> _YOUR TASK_:
Starting at the line with "positive clicks: (11, 70)" and going on through the line with "positive clicks: (341, 126) (348, 129)", reproduce each line in the records below exactly and nothing more.

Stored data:
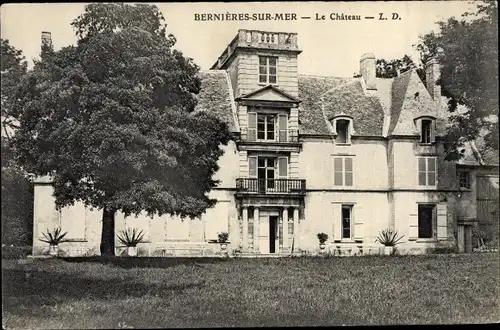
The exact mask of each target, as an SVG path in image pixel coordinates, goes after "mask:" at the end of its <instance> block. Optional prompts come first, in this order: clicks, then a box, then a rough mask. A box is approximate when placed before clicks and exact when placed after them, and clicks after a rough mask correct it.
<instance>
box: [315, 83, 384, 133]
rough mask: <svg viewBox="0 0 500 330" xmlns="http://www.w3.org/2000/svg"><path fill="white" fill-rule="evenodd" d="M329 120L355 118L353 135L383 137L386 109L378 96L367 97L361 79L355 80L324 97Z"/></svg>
mask: <svg viewBox="0 0 500 330" xmlns="http://www.w3.org/2000/svg"><path fill="white" fill-rule="evenodd" d="M322 99H323V101H322V102H323V113H324V115H325V117H326V119H327V120H331V119H333V117H335V116H338V115H349V116H351V117H352V118H353V135H354V136H356V135H360V136H382V135H383V125H384V109H383V107H382V104H381V102H380V100H379V99H378V97H377V96H375V95H373V96H371V95H367V94H366V93H365V91H364V89H363V85H362V82H361V79H354V80H352V81H350V82H347V83H345V84H344V85H341V86H338V87H337V88H334V89H331V90H329V91H328V92H326V93H325V94H323V95H322Z"/></svg>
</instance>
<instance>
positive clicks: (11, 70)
mask: <svg viewBox="0 0 500 330" xmlns="http://www.w3.org/2000/svg"><path fill="white" fill-rule="evenodd" d="M0 41H1V64H2V65H1V66H2V71H1V75H2V79H1V85H2V89H1V97H2V101H1V102H2V113H1V118H2V119H1V120H2V136H5V137H6V138H7V139H8V138H9V137H10V135H11V134H12V131H13V130H14V129H15V128H16V127H17V123H16V122H15V120H14V118H13V117H12V115H11V111H12V107H13V105H14V102H15V100H16V98H15V94H16V88H17V85H18V84H19V82H20V81H21V78H22V77H23V76H24V75H25V74H26V68H27V66H28V64H27V63H26V61H25V60H24V56H23V54H22V51H21V50H19V49H16V48H14V47H13V46H12V45H11V44H10V43H9V40H4V39H1V40H0Z"/></svg>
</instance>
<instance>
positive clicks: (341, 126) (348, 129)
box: [332, 116, 353, 144]
mask: <svg viewBox="0 0 500 330" xmlns="http://www.w3.org/2000/svg"><path fill="white" fill-rule="evenodd" d="M332 126H333V131H334V134H335V135H336V137H335V143H337V144H350V143H351V135H352V132H353V128H352V118H351V117H347V116H338V117H336V118H333V121H332Z"/></svg>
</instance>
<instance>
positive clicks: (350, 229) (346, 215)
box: [342, 205, 352, 238]
mask: <svg viewBox="0 0 500 330" xmlns="http://www.w3.org/2000/svg"><path fill="white" fill-rule="evenodd" d="M351 224H352V205H342V238H351Z"/></svg>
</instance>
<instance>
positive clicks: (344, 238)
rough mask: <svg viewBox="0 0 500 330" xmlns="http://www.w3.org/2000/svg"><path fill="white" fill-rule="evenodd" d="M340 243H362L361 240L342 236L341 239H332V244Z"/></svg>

> _RESPONSE FOR THIS EXERCISE_:
positive clicks: (11, 70)
mask: <svg viewBox="0 0 500 330" xmlns="http://www.w3.org/2000/svg"><path fill="white" fill-rule="evenodd" d="M0 41H1V64H2V65H1V66H2V71H1V75H2V79H1V85H2V89H1V97H2V101H1V102H2V113H1V118H2V119H1V120H2V136H5V137H6V138H7V139H8V138H9V137H10V135H11V134H12V131H13V130H14V129H15V128H16V127H17V123H16V122H15V120H14V118H13V117H12V115H11V111H12V107H13V105H14V102H15V100H16V98H15V94H16V88H17V85H18V84H19V82H20V81H21V78H22V77H23V76H24V75H25V74H26V68H27V66H28V64H27V63H26V61H25V60H24V56H23V54H22V51H21V50H19V49H16V48H14V47H13V46H12V45H11V44H10V43H9V40H4V39H1V40H0Z"/></svg>
</instance>
<instance>
positive clicks: (341, 126) (348, 129)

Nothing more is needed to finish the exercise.